- _Problem to solve_: Write out, character for character, the line containing "task | place a marker on each instance of the yellow" and all lines after it up to the end of the listing.

(Pointing dataset excerpts)
** Start **
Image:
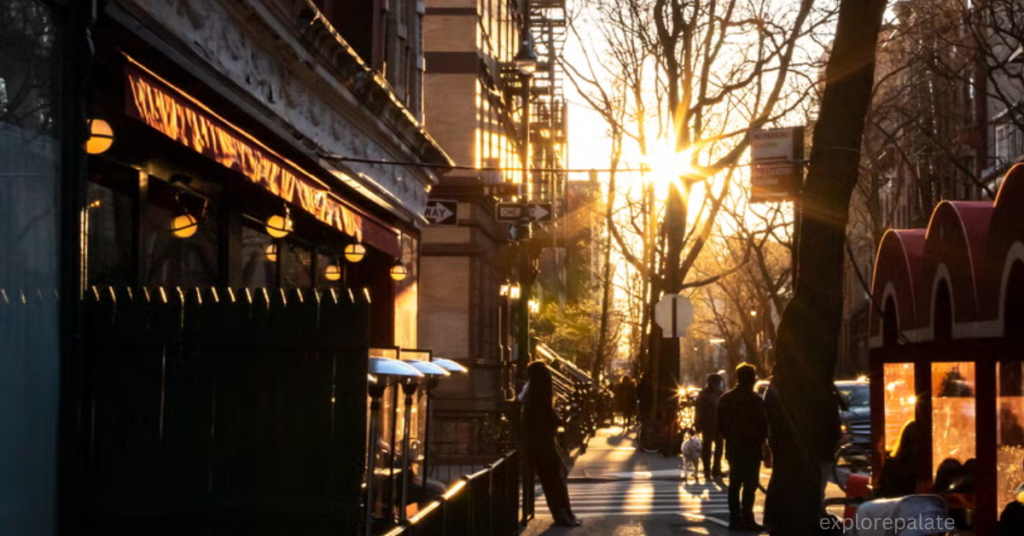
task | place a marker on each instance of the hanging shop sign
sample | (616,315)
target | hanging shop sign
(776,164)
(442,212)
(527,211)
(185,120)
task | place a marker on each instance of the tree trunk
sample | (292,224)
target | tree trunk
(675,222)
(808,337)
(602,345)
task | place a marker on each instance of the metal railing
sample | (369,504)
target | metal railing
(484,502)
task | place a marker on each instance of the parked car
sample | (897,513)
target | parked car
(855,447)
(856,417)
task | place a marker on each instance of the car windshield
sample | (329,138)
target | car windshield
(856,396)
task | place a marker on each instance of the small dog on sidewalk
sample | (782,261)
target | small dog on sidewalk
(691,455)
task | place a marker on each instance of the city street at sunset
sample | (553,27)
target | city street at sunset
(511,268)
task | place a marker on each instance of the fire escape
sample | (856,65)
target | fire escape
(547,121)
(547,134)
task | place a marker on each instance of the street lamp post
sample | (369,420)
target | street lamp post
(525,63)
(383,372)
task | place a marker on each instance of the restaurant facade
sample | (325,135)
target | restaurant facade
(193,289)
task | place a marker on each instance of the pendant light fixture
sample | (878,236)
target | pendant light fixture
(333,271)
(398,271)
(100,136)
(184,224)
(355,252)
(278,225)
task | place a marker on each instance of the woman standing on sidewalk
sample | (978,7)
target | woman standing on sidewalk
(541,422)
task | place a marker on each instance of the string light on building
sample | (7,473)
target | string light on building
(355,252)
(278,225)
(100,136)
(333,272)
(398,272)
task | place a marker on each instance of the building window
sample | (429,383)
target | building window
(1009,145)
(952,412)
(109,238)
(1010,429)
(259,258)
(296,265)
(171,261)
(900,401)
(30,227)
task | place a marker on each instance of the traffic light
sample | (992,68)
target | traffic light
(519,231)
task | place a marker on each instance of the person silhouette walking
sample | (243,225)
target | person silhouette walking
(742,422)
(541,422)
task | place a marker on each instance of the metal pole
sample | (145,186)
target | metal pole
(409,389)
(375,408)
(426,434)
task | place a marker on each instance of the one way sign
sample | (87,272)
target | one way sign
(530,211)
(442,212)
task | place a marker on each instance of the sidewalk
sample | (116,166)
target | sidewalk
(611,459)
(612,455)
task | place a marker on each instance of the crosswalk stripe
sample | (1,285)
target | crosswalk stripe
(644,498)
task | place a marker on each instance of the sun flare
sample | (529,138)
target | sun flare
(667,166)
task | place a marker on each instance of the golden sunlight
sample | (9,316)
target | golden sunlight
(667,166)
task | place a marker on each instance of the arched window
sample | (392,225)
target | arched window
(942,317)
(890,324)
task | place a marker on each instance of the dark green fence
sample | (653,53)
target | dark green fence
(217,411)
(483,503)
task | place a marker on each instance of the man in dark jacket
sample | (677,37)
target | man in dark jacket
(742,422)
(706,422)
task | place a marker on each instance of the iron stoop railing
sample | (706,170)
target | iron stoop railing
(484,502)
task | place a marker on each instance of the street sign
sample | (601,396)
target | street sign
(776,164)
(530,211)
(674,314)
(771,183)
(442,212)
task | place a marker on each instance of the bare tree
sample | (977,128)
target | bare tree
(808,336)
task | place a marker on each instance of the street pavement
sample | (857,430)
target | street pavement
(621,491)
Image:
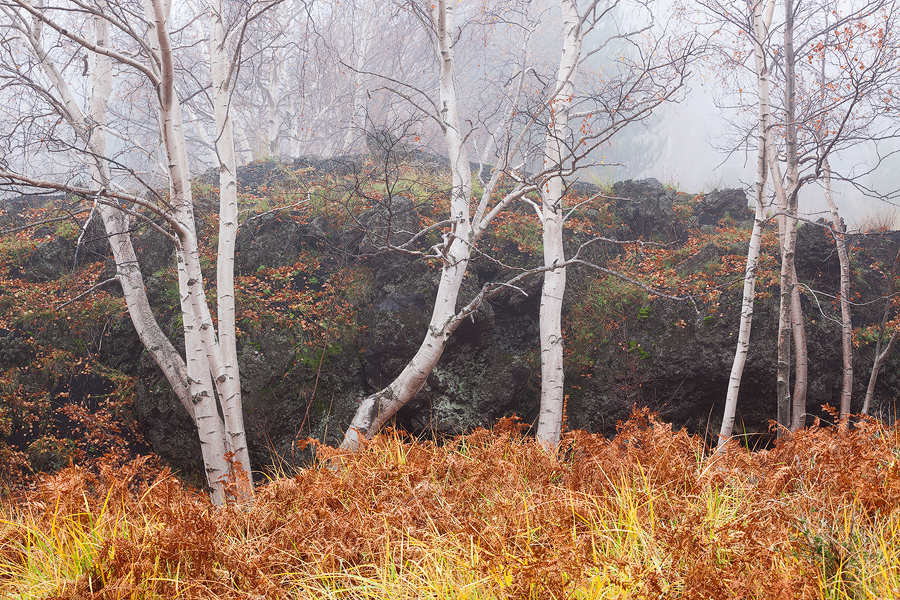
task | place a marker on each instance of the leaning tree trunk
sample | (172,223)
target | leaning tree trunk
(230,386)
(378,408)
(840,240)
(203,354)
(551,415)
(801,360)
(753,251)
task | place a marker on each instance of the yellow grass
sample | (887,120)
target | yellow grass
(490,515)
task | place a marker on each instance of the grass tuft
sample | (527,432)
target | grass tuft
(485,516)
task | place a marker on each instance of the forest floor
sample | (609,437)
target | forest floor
** End **
- _Written reply_:
task | place a marker on each instance of the yellow grass
sample | (887,120)
target | yellow grass
(490,515)
task | place a marker on each instance of the grass tuft
sample | (527,432)
target | grass tuft
(485,516)
task | place a marker on each instance of the forest floor
sample | (609,437)
target | forest floor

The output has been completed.